# Stuck creating previews



## happygun (Jul 29, 2020)

I had some space issues on my drive and have removed the previews within lightroom. After resolving these issues i am now recreating the standard size previews, but Lightroom gets to 30502 out of 61867 (i think these are the already created previews as it gets to this number in a  minute or so).
But Lightroom never progresses beyond this number. All drives are connected, i have restarted Lightroom, restarted the machine, tried building 1:1 previews and get to the same point, all without any success.
Any suggestions as to what to do do to fix?


----------



## Johan Elzenga (Jul 29, 2020)

You don’t have to force Lightroom to rebuild all previews. Just let Lightroom do this when needed.


----------



## happygun (Jul 29, 2020)

Hi. But Lightroom doesn’t seem to be building the previews since I deleted the previous previews. Whenever I browse the external drive, it is very slow while Lightroom builds a preview before I can see the image in the loupe view. 
I’ve done a restart of Lightroom after removing the preview file again and tried to kick off building the previews again. Let’s see how far it gets by tomorrow morning.
Ps.  There definitely did seem to be some sort of error as Lightroom kept getting to the same number of previews before getting stuck (30502)


----------



## Johan Elzenga (Jul 30, 2020)

Sounds like it may be stuck on one particular image. The only way to find out which one that is, would be to build previews per folder and by scrolling the grid, so you can watch the progress.

Because Lightroom needs to load the image in order to build a preview, a slow external drive can indeed slow down building of previews, but in the end they should all be built.


----------

## DATA LISTING
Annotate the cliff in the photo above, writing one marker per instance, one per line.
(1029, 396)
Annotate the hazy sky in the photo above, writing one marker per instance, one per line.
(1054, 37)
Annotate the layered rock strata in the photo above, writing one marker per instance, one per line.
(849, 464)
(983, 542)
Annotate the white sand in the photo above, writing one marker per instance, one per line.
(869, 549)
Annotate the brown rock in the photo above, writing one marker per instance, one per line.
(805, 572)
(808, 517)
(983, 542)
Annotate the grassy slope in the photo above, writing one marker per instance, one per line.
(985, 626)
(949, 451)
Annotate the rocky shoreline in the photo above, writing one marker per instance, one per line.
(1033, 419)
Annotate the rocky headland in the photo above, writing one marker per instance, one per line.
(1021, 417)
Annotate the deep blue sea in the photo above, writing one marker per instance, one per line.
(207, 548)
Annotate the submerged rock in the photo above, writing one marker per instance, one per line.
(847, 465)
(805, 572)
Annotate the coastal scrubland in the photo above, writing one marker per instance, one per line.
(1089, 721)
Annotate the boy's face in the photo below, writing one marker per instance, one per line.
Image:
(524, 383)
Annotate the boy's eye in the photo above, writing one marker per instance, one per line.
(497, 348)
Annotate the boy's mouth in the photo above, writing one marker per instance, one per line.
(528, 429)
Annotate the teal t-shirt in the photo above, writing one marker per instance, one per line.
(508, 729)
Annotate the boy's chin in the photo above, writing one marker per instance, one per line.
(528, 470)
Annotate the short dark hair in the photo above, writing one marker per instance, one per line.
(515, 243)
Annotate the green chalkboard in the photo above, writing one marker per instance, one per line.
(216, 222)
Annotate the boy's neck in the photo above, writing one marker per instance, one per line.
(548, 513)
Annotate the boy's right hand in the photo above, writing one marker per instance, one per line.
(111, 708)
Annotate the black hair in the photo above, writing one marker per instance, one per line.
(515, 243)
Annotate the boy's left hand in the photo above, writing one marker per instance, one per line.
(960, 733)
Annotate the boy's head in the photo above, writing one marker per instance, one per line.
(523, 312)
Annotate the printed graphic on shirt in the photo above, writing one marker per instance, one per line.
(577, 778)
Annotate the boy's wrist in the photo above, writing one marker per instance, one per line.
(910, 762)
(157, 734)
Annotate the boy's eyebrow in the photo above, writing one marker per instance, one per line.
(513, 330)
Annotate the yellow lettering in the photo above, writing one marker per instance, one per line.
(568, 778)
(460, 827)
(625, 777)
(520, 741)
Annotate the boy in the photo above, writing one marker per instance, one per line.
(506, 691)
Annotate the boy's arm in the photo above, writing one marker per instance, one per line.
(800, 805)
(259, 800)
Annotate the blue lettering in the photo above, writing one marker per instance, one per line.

## GIVEN PROBLEM
Please list every post in the Lightroom previews thread above, giving each one's author and date in the order the posts appear.

## WORKED ANSWER
1. happygun, Jul 29, 2020
2. Johan Elzenga, Jul 29, 2020
3. happygun, Jul 29, 2020
4. Johan Elzenga, Jul 30, 2020